Task brief: State how many lines in the records below contain the string "phone". Reply with the number only.

— START Input rows —

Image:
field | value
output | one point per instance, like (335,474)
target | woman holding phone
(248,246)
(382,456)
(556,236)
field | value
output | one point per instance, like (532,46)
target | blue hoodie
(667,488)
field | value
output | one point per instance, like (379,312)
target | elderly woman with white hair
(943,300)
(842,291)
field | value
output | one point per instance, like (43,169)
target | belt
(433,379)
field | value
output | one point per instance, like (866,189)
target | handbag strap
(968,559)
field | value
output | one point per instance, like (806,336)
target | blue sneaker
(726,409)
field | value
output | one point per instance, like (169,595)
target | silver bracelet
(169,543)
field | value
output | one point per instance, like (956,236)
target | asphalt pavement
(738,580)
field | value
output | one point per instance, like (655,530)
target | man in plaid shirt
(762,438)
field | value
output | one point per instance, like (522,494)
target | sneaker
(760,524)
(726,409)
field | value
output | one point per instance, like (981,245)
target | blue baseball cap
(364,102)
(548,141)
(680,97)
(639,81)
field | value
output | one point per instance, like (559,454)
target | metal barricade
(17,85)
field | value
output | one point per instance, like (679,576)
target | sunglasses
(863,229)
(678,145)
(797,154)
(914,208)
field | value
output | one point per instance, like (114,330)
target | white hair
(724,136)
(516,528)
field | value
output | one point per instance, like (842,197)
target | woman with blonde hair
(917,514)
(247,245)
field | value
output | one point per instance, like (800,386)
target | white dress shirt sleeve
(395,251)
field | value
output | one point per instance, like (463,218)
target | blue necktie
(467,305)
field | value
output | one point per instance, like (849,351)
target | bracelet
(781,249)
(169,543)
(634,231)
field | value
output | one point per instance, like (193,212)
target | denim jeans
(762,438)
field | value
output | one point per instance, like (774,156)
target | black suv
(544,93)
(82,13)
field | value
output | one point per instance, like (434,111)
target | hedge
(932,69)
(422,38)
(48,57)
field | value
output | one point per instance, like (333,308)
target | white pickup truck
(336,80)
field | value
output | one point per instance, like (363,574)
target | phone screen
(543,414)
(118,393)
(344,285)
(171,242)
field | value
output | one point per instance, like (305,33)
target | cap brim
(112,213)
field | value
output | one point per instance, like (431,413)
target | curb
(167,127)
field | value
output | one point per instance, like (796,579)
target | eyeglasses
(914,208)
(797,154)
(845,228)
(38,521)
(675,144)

— END Input rows —

Task solution: 2